(Segmentation data)

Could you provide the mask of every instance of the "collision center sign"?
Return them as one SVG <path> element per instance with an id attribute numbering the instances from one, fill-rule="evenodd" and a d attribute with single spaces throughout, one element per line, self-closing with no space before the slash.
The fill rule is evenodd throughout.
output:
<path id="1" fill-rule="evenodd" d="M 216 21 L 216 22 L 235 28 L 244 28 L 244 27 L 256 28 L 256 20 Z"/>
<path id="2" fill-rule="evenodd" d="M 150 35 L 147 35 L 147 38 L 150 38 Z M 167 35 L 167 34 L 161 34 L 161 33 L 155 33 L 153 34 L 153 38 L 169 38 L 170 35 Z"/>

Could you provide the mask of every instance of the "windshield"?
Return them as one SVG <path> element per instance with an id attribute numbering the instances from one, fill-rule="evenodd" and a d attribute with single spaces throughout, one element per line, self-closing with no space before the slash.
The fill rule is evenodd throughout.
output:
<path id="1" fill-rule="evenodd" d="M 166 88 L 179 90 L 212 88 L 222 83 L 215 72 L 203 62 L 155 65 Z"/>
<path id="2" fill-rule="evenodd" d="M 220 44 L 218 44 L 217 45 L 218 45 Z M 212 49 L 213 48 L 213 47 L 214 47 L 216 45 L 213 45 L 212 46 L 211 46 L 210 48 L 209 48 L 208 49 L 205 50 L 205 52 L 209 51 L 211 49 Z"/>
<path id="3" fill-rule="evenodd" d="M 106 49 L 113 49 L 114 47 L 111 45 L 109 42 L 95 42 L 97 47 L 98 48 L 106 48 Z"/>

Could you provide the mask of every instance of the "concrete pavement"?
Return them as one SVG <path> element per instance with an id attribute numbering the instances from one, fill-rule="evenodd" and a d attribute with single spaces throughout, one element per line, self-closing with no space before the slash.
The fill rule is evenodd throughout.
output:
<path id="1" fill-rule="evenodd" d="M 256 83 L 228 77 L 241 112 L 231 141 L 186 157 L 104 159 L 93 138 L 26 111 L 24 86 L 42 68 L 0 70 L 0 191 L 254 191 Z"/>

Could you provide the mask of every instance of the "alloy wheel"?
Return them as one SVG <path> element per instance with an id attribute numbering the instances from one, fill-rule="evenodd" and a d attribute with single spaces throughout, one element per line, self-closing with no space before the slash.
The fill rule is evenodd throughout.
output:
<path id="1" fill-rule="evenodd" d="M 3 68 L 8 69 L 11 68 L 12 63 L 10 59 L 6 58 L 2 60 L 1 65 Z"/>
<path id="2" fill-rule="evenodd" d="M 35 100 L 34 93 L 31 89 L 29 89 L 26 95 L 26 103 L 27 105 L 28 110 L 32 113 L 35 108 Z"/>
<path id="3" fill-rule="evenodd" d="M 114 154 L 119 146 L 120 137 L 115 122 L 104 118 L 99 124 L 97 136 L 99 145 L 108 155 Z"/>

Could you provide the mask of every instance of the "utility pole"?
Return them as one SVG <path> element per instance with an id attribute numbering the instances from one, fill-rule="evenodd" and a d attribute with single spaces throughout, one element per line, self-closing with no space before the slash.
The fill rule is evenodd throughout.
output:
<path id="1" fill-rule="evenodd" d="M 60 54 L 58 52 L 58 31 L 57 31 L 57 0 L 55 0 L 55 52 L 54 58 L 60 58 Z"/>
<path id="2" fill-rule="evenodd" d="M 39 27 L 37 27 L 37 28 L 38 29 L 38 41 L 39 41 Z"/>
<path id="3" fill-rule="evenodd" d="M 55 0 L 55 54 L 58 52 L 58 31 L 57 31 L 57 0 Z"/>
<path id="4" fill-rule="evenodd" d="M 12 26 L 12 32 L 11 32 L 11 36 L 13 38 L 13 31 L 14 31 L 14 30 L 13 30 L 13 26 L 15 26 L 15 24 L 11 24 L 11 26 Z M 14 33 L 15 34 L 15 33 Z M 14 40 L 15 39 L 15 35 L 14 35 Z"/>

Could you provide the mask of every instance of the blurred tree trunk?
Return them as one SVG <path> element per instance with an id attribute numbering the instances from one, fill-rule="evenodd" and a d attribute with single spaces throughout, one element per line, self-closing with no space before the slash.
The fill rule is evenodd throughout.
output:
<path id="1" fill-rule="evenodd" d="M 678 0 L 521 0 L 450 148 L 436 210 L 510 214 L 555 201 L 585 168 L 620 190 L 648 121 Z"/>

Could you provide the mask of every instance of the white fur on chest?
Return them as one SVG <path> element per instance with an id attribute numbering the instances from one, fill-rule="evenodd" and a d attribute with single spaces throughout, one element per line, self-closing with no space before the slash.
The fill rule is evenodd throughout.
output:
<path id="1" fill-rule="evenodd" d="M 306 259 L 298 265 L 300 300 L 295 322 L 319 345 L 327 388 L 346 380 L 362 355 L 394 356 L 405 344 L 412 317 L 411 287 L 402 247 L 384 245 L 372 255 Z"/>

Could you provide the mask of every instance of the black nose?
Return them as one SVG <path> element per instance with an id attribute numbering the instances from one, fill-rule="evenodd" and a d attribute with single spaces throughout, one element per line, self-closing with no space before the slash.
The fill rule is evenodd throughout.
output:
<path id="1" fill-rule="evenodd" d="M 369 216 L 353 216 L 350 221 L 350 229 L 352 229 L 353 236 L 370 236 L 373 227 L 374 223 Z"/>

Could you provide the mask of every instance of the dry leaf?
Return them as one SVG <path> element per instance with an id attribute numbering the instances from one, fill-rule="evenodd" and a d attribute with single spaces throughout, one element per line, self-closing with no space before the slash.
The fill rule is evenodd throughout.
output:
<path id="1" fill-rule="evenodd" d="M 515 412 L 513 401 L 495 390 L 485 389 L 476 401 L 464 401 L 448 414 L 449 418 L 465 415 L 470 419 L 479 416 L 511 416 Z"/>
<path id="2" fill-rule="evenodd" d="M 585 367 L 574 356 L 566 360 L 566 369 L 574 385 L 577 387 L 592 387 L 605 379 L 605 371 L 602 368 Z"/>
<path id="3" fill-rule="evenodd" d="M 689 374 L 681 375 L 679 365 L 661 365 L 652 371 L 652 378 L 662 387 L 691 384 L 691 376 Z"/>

◆ **Goal**
Reproduce the data verbatim, starting from its first line and stopping after the line that contains "150 35 L 147".

◆ **Solution for this task**
Could you provide the mask of every instance of the "collision center sign"?
Return them as one SVG <path> element per instance with an id attribute numbering the instances from one, fill-rule="evenodd" and a d attribute with single spaces throughout, one element per line, self-closing with no space before the slash.
The fill rule is evenodd throughout.
output:
<path id="1" fill-rule="evenodd" d="M 216 21 L 216 22 L 235 28 L 244 28 L 244 27 L 256 28 L 256 20 Z"/>
<path id="2" fill-rule="evenodd" d="M 150 35 L 147 35 L 147 38 L 150 38 Z M 167 35 L 167 34 L 161 34 L 161 33 L 155 33 L 153 34 L 153 38 L 169 38 L 170 35 Z"/>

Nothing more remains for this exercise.